## TEXTO SELECIONADO
Ainda nesse sentido, Aury Lopes Jr (2000, p. 45-47) entende que o principal fundamento para a instrução preliminar reside no fato de se evitar acusações infundadas. “significa esclarecer o fato oculto (juízo provisório e de probabilidade) e com isso também assegurar a sociedade de que não existirão abusos por parte do poder persecutório estatal”.

Apesar disso, pela leitura do art. 12 do CPP, percebe-se que o inquérito policial acompanha a ação penal, serve de base para a mesma. No entanto, esse não é imprescindível para a ação penal, ainda que se trate de investigação preliminar. É, portanto, um procedimento autônomo, cuja instauração é facultativa. Pode o promotor iniciar a ação “com simples peças de informações ou representação da vítima, desde que contenham os elementos indispensáveis para tal” (LIMA, 2006). O objeto do inquérito será a notícia-crime, sendo o mesmo dirigido para investigação de sua autoria e materialidade.

## EXTRATO DOS DADOS
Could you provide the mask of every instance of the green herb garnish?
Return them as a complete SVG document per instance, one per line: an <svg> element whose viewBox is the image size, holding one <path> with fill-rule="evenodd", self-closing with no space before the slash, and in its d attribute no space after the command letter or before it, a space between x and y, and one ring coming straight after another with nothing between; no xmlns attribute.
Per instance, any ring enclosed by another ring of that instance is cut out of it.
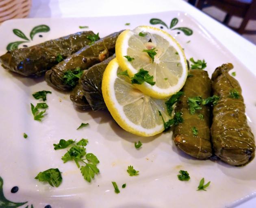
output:
<svg viewBox="0 0 256 208"><path fill-rule="evenodd" d="M128 166L127 169L127 173L129 173L130 176L138 176L139 175L139 171L135 170L133 168L133 166L130 165Z"/></svg>
<svg viewBox="0 0 256 208"><path fill-rule="evenodd" d="M39 91L38 92L34 93L32 95L37 100L42 98L43 101L45 101L46 100L46 94L48 93L52 94L52 92L50 91L46 91L45 90Z"/></svg>
<svg viewBox="0 0 256 208"><path fill-rule="evenodd" d="M87 123L87 124L84 124L83 123L82 123L81 124L81 125L79 126L79 127L76 129L76 130L80 129L83 127L85 127L85 126L88 126L89 125L89 124L88 123Z"/></svg>
<svg viewBox="0 0 256 208"><path fill-rule="evenodd" d="M188 98L189 110L191 114L194 114L196 110L202 109L200 106L202 102L202 98L200 96Z"/></svg>
<svg viewBox="0 0 256 208"><path fill-rule="evenodd" d="M176 94L171 95L171 97L165 102L165 106L168 114L171 116L171 113L174 110L174 105L179 100L181 95L184 94L184 93L181 91L178 92Z"/></svg>
<svg viewBox="0 0 256 208"><path fill-rule="evenodd" d="M203 59L203 61L200 60L198 60L195 61L193 58L191 58L189 59L189 61L191 61L194 64L191 64L191 69L203 69L206 67L207 63L205 62L204 59Z"/></svg>
<svg viewBox="0 0 256 208"><path fill-rule="evenodd" d="M31 111L32 114L34 115L34 119L36 121L41 121L42 119L44 117L44 114L46 112L45 110L42 111L39 111L39 109L43 108L46 109L48 108L48 106L45 102L41 102L37 103L35 107L32 103L30 104L31 106Z"/></svg>
<svg viewBox="0 0 256 208"><path fill-rule="evenodd" d="M205 188L206 188L208 187L209 186L209 185L210 185L210 181L209 181L209 182L208 182L205 185L204 185L204 178L202 178L200 181L200 182L199 183L199 185L198 186L198 187L197 187L198 189L197 191L200 191L200 190L206 191L205 190Z"/></svg>
<svg viewBox="0 0 256 208"><path fill-rule="evenodd" d="M238 99L240 97L239 93L236 89L232 89L229 92L230 97Z"/></svg>
<svg viewBox="0 0 256 208"><path fill-rule="evenodd" d="M190 176L187 171L180 170L179 171L179 173L180 173L180 175L177 175L179 180L184 181L189 180L190 179Z"/></svg>
<svg viewBox="0 0 256 208"><path fill-rule="evenodd" d="M146 82L151 85L154 85L156 82L153 82L154 77L150 76L148 71L145 70L141 68L139 72L135 74L133 77L131 78L132 84L142 84L143 82Z"/></svg>
<svg viewBox="0 0 256 208"><path fill-rule="evenodd" d="M58 168L51 168L40 172L35 178L39 181L48 182L52 186L58 187L61 183L61 173Z"/></svg>
<svg viewBox="0 0 256 208"><path fill-rule="evenodd" d="M58 54L56 56L56 61L58 63L61 62L63 60L64 60L64 58L60 54Z"/></svg>
<svg viewBox="0 0 256 208"><path fill-rule="evenodd" d="M142 51L142 52L148 53L148 54L151 58L152 58L152 63L153 63L154 62L154 56L156 55L156 52L155 50L156 48L153 48L151 49L144 50Z"/></svg>
<svg viewBox="0 0 256 208"><path fill-rule="evenodd" d="M89 39L91 42L88 45L91 46L93 44L95 41L100 39L100 37L99 37L99 32L96 35L89 35L86 37Z"/></svg>
<svg viewBox="0 0 256 208"><path fill-rule="evenodd" d="M82 74L83 71L78 67L72 71L69 70L64 74L63 79L65 84L73 87L75 87Z"/></svg>
<svg viewBox="0 0 256 208"><path fill-rule="evenodd" d="M198 131L197 131L197 130L195 126L191 128L191 130L192 130L193 135L197 136L198 135Z"/></svg>
<svg viewBox="0 0 256 208"><path fill-rule="evenodd" d="M114 186L114 188L115 188L115 192L116 193L120 193L120 191L119 191L119 188L118 188L118 186L117 186L117 183L114 181L112 181L112 183L113 184L113 186Z"/></svg>
<svg viewBox="0 0 256 208"><path fill-rule="evenodd" d="M54 147L54 149L55 150L61 150L62 149L65 149L68 147L69 145L76 142L73 139L69 139L66 141L65 139L61 139L58 144L53 144Z"/></svg>
<svg viewBox="0 0 256 208"><path fill-rule="evenodd" d="M141 142L141 141L139 141L138 142L138 144L135 141L134 143L134 145L136 149L139 149L141 146L142 146L142 143Z"/></svg>
<svg viewBox="0 0 256 208"><path fill-rule="evenodd" d="M134 60L134 58L130 57L130 56L124 56L124 57L126 58L129 62L132 62L132 61Z"/></svg>

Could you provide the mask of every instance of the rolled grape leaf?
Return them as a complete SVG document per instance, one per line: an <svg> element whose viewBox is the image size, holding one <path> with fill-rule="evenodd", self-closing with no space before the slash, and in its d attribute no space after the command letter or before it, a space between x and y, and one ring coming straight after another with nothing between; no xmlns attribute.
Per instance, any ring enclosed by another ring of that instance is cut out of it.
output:
<svg viewBox="0 0 256 208"><path fill-rule="evenodd" d="M114 54L85 71L79 80L81 89L93 110L106 108L101 91L102 77L108 64L115 57Z"/></svg>
<svg viewBox="0 0 256 208"><path fill-rule="evenodd" d="M210 107L201 106L202 109L196 110L195 113L191 115L189 110L188 98L201 96L204 99L210 97L211 82L205 71L191 70L189 74L192 76L187 78L182 89L184 94L176 104L176 112L181 113L183 121L174 126L174 143L187 154L198 159L207 159L212 154L210 142ZM192 129L194 128L197 130L197 135L193 134Z"/></svg>
<svg viewBox="0 0 256 208"><path fill-rule="evenodd" d="M0 61L8 70L26 76L39 76L58 63L61 55L65 58L89 44L87 38L92 31L80 32L28 48L8 51L0 56ZM24 42L12 43L7 48L17 48Z"/></svg>
<svg viewBox="0 0 256 208"><path fill-rule="evenodd" d="M50 85L61 91L72 89L74 83L70 84L66 82L64 79L65 74L78 68L87 69L114 54L115 42L121 32L112 33L70 56L47 72L46 80Z"/></svg>
<svg viewBox="0 0 256 208"><path fill-rule="evenodd" d="M231 63L217 68L212 76L213 94L219 97L213 106L211 128L215 154L231 165L244 165L254 157L254 137L247 123L239 83L228 74ZM232 96L235 89L236 96Z"/></svg>

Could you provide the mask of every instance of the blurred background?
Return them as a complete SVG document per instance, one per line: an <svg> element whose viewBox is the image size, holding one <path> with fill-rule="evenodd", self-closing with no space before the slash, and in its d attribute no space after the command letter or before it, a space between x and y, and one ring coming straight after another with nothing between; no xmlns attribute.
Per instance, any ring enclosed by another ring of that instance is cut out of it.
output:
<svg viewBox="0 0 256 208"><path fill-rule="evenodd" d="M256 44L256 0L183 0ZM0 23L10 19L26 17L81 17L98 16L101 13L106 16L150 13L152 7L155 12L158 12L163 11L163 8L166 8L165 11L170 10L173 3L171 0L140 0L140 5L143 4L141 2L145 2L143 8L135 7L132 11L126 9L127 4L135 5L136 1L100 1L99 5L98 2L89 0L0 0ZM110 4L113 4L111 9ZM106 11L107 6L108 9Z"/></svg>

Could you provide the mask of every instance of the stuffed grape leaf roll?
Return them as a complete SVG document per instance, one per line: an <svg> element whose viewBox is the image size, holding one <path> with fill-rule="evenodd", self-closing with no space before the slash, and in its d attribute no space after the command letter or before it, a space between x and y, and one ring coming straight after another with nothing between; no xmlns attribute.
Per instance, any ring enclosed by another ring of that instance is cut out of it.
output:
<svg viewBox="0 0 256 208"><path fill-rule="evenodd" d="M0 56L6 69L26 76L39 76L58 63L90 43L92 31L77 32L28 48L9 51Z"/></svg>
<svg viewBox="0 0 256 208"><path fill-rule="evenodd" d="M190 109L188 99L209 97L211 81L205 71L191 69L189 74L181 90L184 94L176 108L175 113L181 113L183 121L174 126L173 137L175 144L187 154L198 159L207 159L212 154L210 106L202 105L193 111Z"/></svg>
<svg viewBox="0 0 256 208"><path fill-rule="evenodd" d="M68 74L78 69L82 71L107 58L115 53L115 42L122 31L112 33L81 49L48 71L46 80L50 86L62 91L68 91L76 86L76 82L66 79ZM75 74L76 75L77 74ZM72 75L72 74L71 74ZM68 77L69 77L69 76ZM75 77L74 79L76 79Z"/></svg>
<svg viewBox="0 0 256 208"><path fill-rule="evenodd" d="M254 157L254 135L247 124L241 87L228 74L231 63L217 68L212 76L214 95L219 97L213 106L212 141L215 154L231 165L246 165Z"/></svg>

## O QUE FAZER
1. Transcreva, do texto sobre o inquérito policial, tudo o que vai de "Apesar disso, pela" até "autoria e materialidade.".
2. Dê seguimento ao texto sobre o inquérito policial, começando logo depois da última frase dele.

## RESULTADOS
1.
Apesar disso, pela leitura do art. 12 do CPP, percebe-se que o inquérito policial acompanha a ação penal, serve de base para a mesma. No entanto, esse não é imprescindível para a ação penal, ainda que se trate de investigação preliminar. É, portanto, um procedimento autônomo, cuja instauração é facultativa. Pode o promotor iniciar a ação “com simples peças de informações ou representação da vítima, desde que contenham os elementos indispensáveis para tal” (LIMA, 2006). O objeto do inquérito será a notícia-crime, sendo o mesmo dirigido para investigação de sua autoria e materialidade.

2.
Afirma-se que o inquérito policial tem valor probatório relativo. Tal afirmação leva em consideração que, por se tratar de um procedimento inquisitorial, não há partes, não há contraditório nessa fase, geralmente, e isso faz com que se questione acerca da convicção a ser formada pelo juiz. Não obstante seu caráter relativo, os elementos colhidos durante o inquérito podem ser usados de modo subsidiário. Por outro lado, há que se observar a Súmula de número 14 do STF, a qual garante ao representado, por intermédio do defensor, acesso aos elementos de prova que digam respeito ao exercício do direito de defesa (LIMA, 2012).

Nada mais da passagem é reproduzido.